* **Set tasks**:
1 - In the Senate debate transcript, which two creatures are named as major pollinators?
2 - Write out the Senate debate transcript starting at "Photo of Gerard" and ending at "in our environment.", swapping "bats" for "flying foxes".

* **Source**:
■ ■ ■

Senate debates

Thursday, 8 September 2022

Bills

Climate Change Bill 2022, Climate Change (Consequential Amendments) Bill 2022; In Committee

10:48 am

Photo of Gerard RennickGerard Rennick (Queensland, Liberal Party) Share this | Hansard source

It's great to address the chamber on this very important bill. I'd like to address Senator Canavan's concerns about the environment as a result of these renewables because that is what really concerns me about the path that we are taking. If we continue down the path of constantly getting rid of our base-load energy in this country, like coal, and replacing it with wind, solar, lithium batteries and transmission lines, we are going to create an environmental catastrophe. I touched on this last night. It is well known that wind farms kill millions and millions of birds and bats. They kill apex birds. They kill lots and lots of bats. Many people probably don't know that bats, along with bees, are one of the major pollinators in our environment.

■ ■ ■

Object point labels:
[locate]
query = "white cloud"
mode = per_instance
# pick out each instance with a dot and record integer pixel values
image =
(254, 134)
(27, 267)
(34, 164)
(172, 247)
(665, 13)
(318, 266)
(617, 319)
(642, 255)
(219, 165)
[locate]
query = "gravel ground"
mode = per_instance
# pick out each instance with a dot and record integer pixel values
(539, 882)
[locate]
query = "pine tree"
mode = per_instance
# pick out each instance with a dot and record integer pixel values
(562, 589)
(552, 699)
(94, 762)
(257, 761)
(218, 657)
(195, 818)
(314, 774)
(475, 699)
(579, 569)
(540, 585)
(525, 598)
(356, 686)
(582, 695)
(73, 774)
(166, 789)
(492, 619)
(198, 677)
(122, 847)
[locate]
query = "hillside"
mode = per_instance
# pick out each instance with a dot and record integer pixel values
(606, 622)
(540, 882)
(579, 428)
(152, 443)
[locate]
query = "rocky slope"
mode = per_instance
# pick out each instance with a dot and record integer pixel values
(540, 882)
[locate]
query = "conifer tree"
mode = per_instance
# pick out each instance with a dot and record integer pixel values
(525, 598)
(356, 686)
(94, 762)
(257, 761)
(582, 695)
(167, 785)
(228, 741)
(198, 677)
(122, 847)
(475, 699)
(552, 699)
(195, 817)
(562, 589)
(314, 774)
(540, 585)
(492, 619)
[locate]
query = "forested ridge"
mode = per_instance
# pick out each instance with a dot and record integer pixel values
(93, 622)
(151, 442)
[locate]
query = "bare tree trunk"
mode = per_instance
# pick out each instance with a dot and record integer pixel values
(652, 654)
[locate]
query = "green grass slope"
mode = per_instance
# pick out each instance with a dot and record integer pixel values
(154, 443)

■ ■ ■

* **Outputs**:
1 - Bats and bees.

2 -
Photo of Gerard RennickGerard Rennick (Queensland, Liberal Party) Share this | Hansard source

It's great to address the chamber on this very important bill. I'd like to address Senator Canavan's concerns about the environment as a result of these renewables because that is what really concerns me about the path that we are taking. If we continue down the path of constantly getting rid of our base-load energy in this country, like coal, and replacing it with wind, solar, lithium batteries and transmission lines, we are going to create an environmental catastrophe. I touched on this last night. It is well known that wind farms kill millions and millions of birds and flying foxes. They kill apex birds. They kill lots and lots of flying foxes. Many people probably don't know that flying foxes, along with bees, are one of the major pollinators in our environment.